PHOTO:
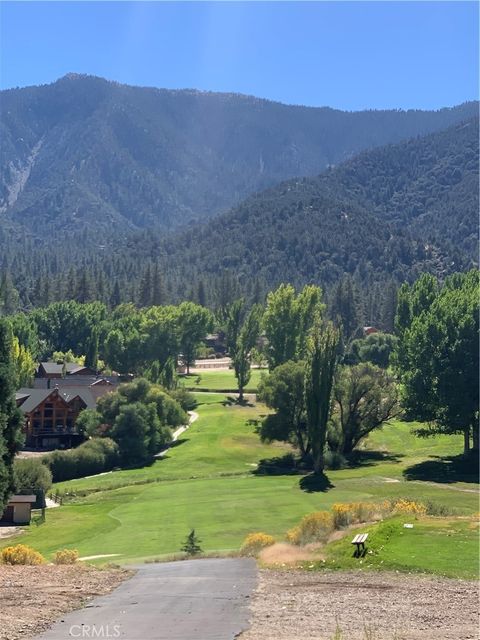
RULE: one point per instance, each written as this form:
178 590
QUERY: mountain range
87 153
104 184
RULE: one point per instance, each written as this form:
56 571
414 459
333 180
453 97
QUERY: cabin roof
53 368
33 397
17 498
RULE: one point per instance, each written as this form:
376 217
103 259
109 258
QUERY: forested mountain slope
382 217
389 212
91 155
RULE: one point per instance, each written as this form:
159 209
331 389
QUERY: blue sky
348 55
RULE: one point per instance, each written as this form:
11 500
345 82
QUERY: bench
359 540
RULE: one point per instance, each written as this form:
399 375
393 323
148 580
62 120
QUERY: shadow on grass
370 458
162 455
445 469
281 466
314 483
232 400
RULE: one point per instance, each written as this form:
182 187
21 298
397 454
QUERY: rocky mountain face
85 154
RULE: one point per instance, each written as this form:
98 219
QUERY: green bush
94 456
185 398
30 476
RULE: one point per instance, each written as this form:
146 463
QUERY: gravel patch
302 605
32 598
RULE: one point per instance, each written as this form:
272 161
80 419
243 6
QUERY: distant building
216 341
18 510
54 370
51 415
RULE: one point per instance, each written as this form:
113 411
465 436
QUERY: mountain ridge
85 152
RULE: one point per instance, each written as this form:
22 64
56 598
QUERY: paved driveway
189 600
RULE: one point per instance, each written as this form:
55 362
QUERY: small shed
18 510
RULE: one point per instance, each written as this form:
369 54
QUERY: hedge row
94 456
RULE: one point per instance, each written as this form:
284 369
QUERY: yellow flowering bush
66 556
342 515
21 554
409 507
255 542
315 527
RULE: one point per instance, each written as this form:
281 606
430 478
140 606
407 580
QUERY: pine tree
201 296
145 292
158 290
91 357
115 298
10 417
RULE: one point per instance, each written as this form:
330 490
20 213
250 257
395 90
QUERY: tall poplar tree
319 372
10 416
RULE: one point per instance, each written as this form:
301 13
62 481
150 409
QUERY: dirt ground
32 598
302 605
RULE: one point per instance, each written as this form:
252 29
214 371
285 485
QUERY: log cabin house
51 415
54 370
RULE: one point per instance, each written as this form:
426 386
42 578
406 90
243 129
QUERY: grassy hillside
222 380
206 482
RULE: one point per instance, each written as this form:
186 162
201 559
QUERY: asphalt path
204 599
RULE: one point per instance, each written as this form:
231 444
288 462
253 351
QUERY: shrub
315 527
255 542
342 515
335 460
31 476
184 398
94 456
21 554
442 510
403 505
191 546
66 556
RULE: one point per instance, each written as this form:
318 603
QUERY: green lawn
206 482
434 545
222 380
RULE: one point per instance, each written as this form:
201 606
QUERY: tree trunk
318 463
466 441
476 438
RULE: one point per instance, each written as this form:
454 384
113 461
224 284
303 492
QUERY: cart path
204 599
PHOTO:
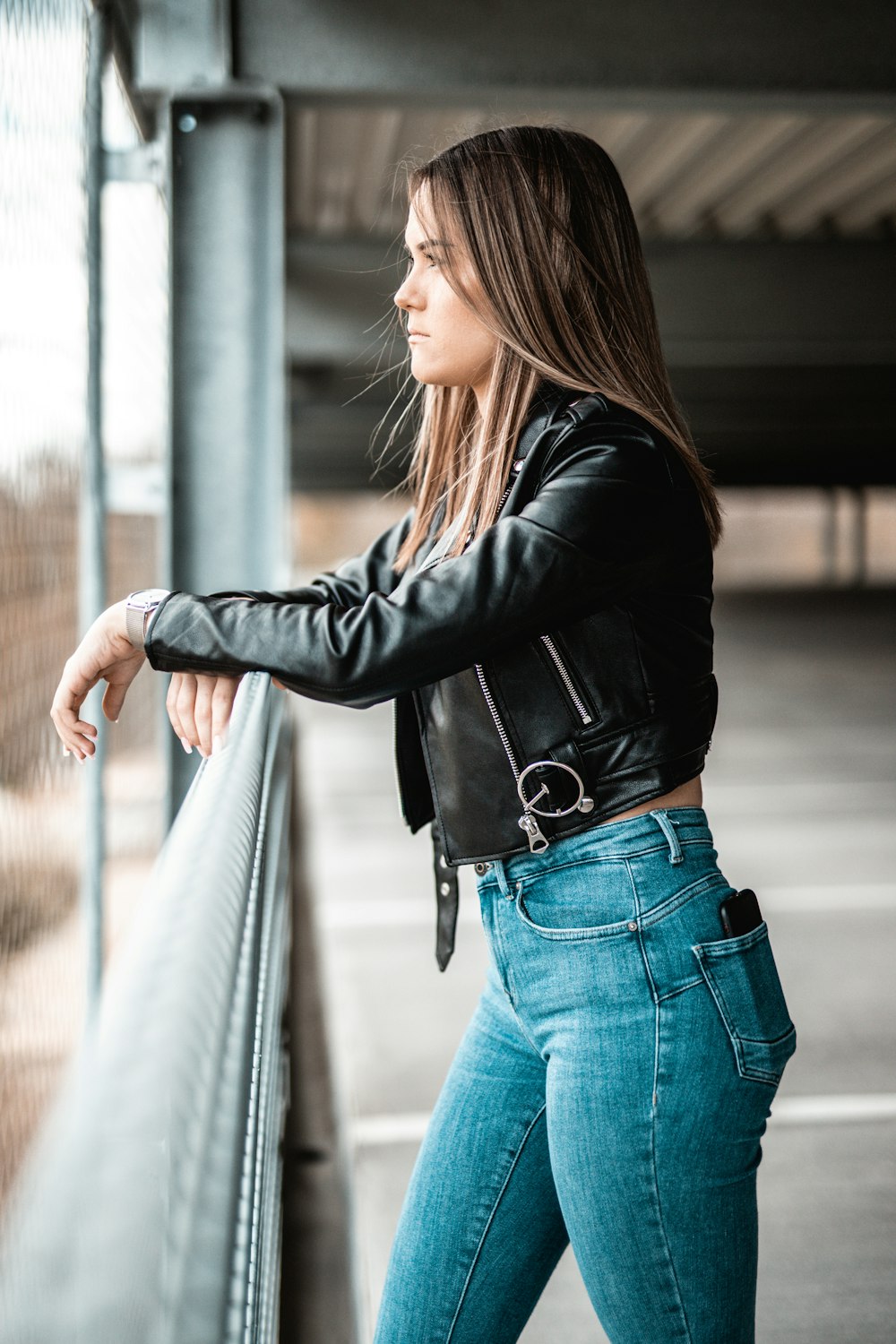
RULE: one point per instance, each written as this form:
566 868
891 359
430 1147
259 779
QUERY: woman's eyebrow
425 245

------------------------------------------------

*To be done*
Drop the pictures and reproduce the rest of the entries above exactly.

*Written answer*
PHOTO:
RULE: one point per instance, each written as this form:
178 590
QUERY: mountain range
87 153
104 184
RULE: one point per instance, each written as this form:
56 571
414 459
333 180
453 97
QUERY: cabin roof
53 368
33 397
17 498
RULE: one point per instance, each written as this form:
376 217
103 259
109 258
QUERY: forested mountain slope
382 217
389 212
91 155
RULE: one point per instance, each written as this form:
159 209
331 389
QUERY: blue sky
348 55
RULE: one point per instance, each written as this form:
11 500
345 82
QUERY: bench
359 540
RULE: one point per instance, each written as this form:
399 375
393 323
148 580
62 120
QUERY: shadow on grass
370 458
162 455
445 469
281 466
314 483
232 400
RULE: one point per instance, each written as this form:
182 187
21 298
397 454
QUERY: rocky mountain face
85 154
RULE: one point per instance, each written as this form:
98 219
QUERY: green bush
94 456
185 398
30 476
RULE: one point per instance, each written as this form:
146 463
QUERY: gravel patch
302 605
32 598
RULE: one point per instance, each written as this form:
272 161
80 419
243 6
QUERY: distant building
216 341
18 510
54 370
51 415
RULE: one point per instance, each written as this form:
113 411
465 436
QUERY: mountain ridge
85 152
RULE: one point per instance, each written as this form:
22 64
56 598
QUERY: paved driveway
189 600
RULE: one point per instance, each written as this form:
55 362
QUERY: small shed
18 510
RULE: one point per instance, each written as this form:
369 54
QUERY: hedge row
94 456
RULE: one point per instance, each written as this form:
284 369
QUERY: yellow flowering bush
66 556
342 515
21 554
409 507
255 542
315 527
RULE: one point per instance, each written as this form:
281 606
430 478
140 606
407 580
QUERY: pine tree
201 296
145 292
158 290
91 357
115 298
10 417
RULE: one point per instance, each written as this form:
330 490
20 213
250 257
395 90
QUERY: tall poplar tree
319 372
10 416
RULE: one point per instance, each written as this form:
301 13
62 481
150 409
QUERY: dirt ground
32 598
302 605
RULE: one point per instance, each written as this form:
252 29
214 371
285 485
QUERY: log cabin house
51 415
54 370
RULE: one point per instance, each written as this form:
426 386
42 578
406 90
243 129
QUERY: grassy hillside
222 380
206 482
RULE: one point per instance, each written as this form:
186 162
201 559
QUERY: asphalt path
204 599
RULE: one point per instance, each written as this form:
231 444
288 462
253 351
QUERY: shrub
315 527
255 542
342 515
335 460
31 476
184 398
94 456
21 554
442 510
403 505
191 546
66 556
RULE: one point per instance, each written as this form:
318 603
QUERY: green lawn
206 482
434 545
222 380
RULE: one point per instance, each written as this form:
201 606
QUERY: tree trunk
318 463
466 441
476 438
RULE: one point per instance, each written as this form:
454 384
113 461
224 284
303 492
QUERY: cart path
204 599
PHOTO:
RULE: one point per instance, each written as this form:
566 868
891 359
430 1147
259 779
QUERY: woman's eyebrow
425 245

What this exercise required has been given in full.